→ What this task involves:
Since only the total matters, count the lines of these entries containing the word "instance" and write that total alone.

== Segment start ==

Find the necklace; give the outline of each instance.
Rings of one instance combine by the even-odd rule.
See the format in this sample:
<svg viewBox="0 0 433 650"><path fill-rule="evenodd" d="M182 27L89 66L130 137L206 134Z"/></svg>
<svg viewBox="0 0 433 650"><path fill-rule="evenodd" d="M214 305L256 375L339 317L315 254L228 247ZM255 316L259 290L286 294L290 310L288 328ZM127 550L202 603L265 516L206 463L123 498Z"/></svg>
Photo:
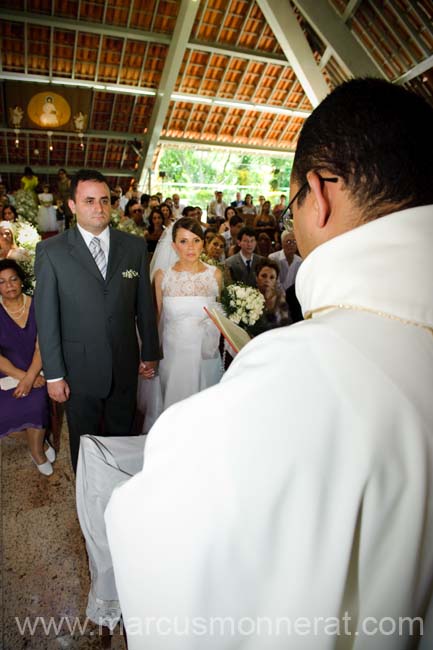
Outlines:
<svg viewBox="0 0 433 650"><path fill-rule="evenodd" d="M8 308L6 307L6 305L5 305L4 302L3 302L3 298L2 298L2 296L0 296L0 304L2 305L3 309L5 310L5 312L6 312L6 313L11 317L11 318L13 318L14 320L19 320L19 319L22 317L22 315L24 314L24 311L25 311L25 309L26 309L26 305L27 305L27 296L26 296L26 294L23 294L23 304L22 304L22 306L21 306L19 309L17 309L16 311L11 311L10 309L8 309ZM18 314L18 316L16 316L16 314Z"/></svg>
<svg viewBox="0 0 433 650"><path fill-rule="evenodd" d="M381 318L388 318L389 320L398 321L399 323L403 323L403 325L412 325L415 327L420 327L421 329L430 332L430 334L433 334L433 328L429 327L428 325L423 325L422 323L417 323L416 321L409 320L407 318L400 318L400 316L395 316L394 314L388 314L387 312L380 311L378 309L361 307L360 305L340 304L340 305L326 305L324 307L317 307L317 309L311 309L305 312L304 319L309 320L310 318L313 317L314 314L319 314L320 312L327 311L328 309L349 309L354 311L366 311L369 314L375 314L376 316L380 316Z"/></svg>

== Segment end ==

→ Written reply:
2